▶ **Data for this task**:
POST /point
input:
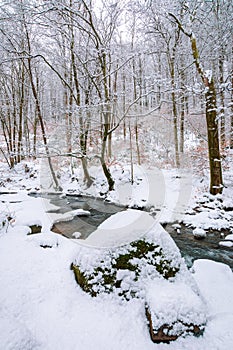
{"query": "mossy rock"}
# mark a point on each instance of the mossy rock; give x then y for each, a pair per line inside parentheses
(121, 270)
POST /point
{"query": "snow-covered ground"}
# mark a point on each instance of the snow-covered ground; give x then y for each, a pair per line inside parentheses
(41, 305)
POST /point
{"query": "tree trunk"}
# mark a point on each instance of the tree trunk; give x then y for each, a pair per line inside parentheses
(216, 181)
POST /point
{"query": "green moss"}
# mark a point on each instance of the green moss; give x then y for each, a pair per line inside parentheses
(104, 278)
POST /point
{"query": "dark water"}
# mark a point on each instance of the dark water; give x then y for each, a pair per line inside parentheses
(207, 248)
(191, 249)
(99, 212)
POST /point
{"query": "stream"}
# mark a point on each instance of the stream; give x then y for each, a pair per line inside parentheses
(191, 248)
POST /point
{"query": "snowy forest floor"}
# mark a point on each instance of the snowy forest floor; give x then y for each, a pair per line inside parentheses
(42, 307)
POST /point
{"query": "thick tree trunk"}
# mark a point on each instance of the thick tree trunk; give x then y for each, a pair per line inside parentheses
(216, 181)
(222, 109)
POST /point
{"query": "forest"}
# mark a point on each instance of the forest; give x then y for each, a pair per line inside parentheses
(125, 80)
(116, 174)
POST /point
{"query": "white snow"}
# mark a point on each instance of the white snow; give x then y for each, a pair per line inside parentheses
(121, 228)
(43, 308)
(175, 301)
(199, 233)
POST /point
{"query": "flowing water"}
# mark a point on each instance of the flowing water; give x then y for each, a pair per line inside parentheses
(191, 248)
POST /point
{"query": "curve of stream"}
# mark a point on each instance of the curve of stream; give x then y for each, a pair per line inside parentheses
(191, 249)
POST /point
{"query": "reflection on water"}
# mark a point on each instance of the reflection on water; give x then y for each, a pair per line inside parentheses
(191, 249)
(208, 248)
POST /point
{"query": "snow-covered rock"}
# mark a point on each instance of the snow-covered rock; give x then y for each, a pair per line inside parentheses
(199, 233)
(143, 268)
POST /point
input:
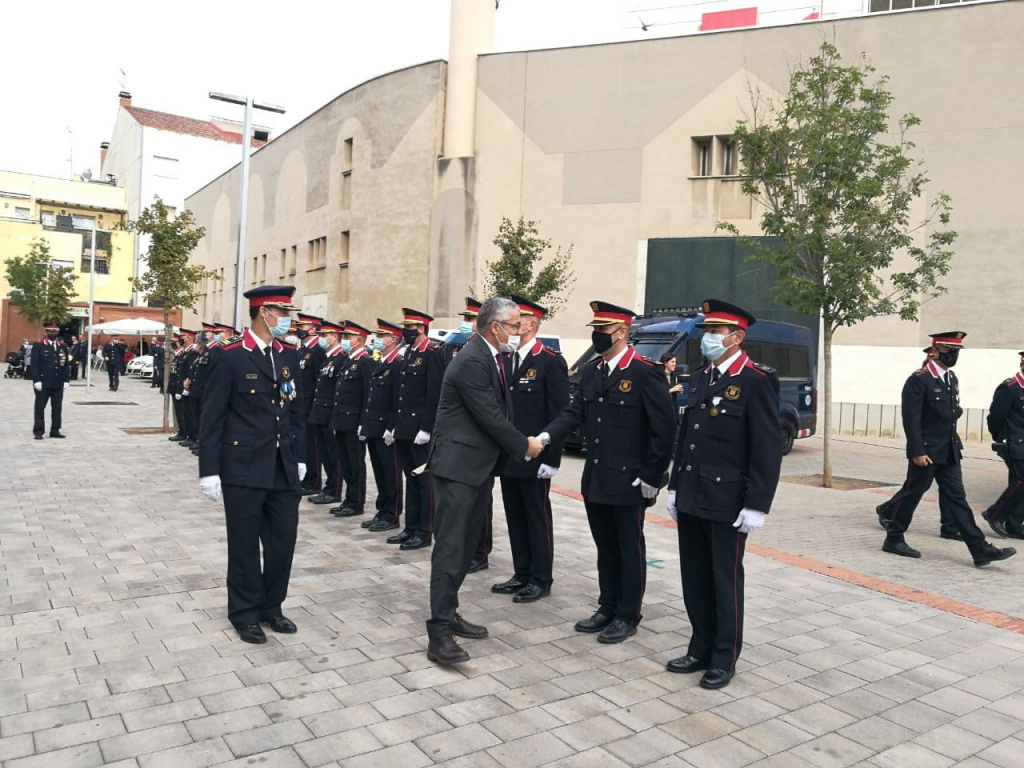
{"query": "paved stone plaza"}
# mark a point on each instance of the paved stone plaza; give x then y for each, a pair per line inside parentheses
(115, 647)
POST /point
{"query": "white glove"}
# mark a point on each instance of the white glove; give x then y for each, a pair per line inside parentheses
(647, 492)
(546, 472)
(749, 520)
(210, 486)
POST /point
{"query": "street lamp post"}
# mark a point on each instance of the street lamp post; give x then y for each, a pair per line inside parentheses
(240, 267)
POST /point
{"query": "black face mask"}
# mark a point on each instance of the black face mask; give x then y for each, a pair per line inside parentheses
(602, 342)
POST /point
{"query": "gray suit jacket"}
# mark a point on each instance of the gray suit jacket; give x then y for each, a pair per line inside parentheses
(473, 428)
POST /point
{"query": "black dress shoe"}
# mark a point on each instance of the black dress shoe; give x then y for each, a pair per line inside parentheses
(415, 543)
(616, 632)
(686, 665)
(462, 628)
(991, 553)
(252, 633)
(530, 593)
(899, 548)
(282, 624)
(445, 650)
(510, 587)
(595, 624)
(717, 678)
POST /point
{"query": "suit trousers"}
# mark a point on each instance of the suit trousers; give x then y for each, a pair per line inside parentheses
(527, 511)
(387, 476)
(419, 500)
(55, 398)
(622, 558)
(267, 517)
(711, 555)
(952, 500)
(461, 509)
(352, 465)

▶ **What the exercise asks**:
Starting at the line with "# mark a point on each instance of the black face", copy every line up to and including the last one in the entries above.

▶ **Solution for this exercise**:
# mark a point on each instance of the black face mask; give x then y for each, a pair per line inside parentheses
(602, 342)
POST /point
{"query": "gray suit jacket"}
# mark a point on each instance of the gray suit jacket; give x then y for each, a pair per line inside parentheses
(473, 428)
POST /point
{"query": "black dress shoe"}
# mark a point on each instance of the black dress shoe; give x then y for each, a pair per line inside parentheses
(415, 543)
(616, 632)
(686, 665)
(462, 628)
(991, 553)
(252, 633)
(530, 593)
(899, 548)
(282, 624)
(445, 650)
(510, 587)
(595, 624)
(717, 678)
POST /point
{"query": "suit trousers"}
# mark a point on each instance of the suit trousers; give x then y for each, a pair per line inside parentheses
(527, 511)
(387, 476)
(419, 500)
(55, 398)
(622, 558)
(267, 517)
(711, 555)
(952, 500)
(461, 509)
(352, 465)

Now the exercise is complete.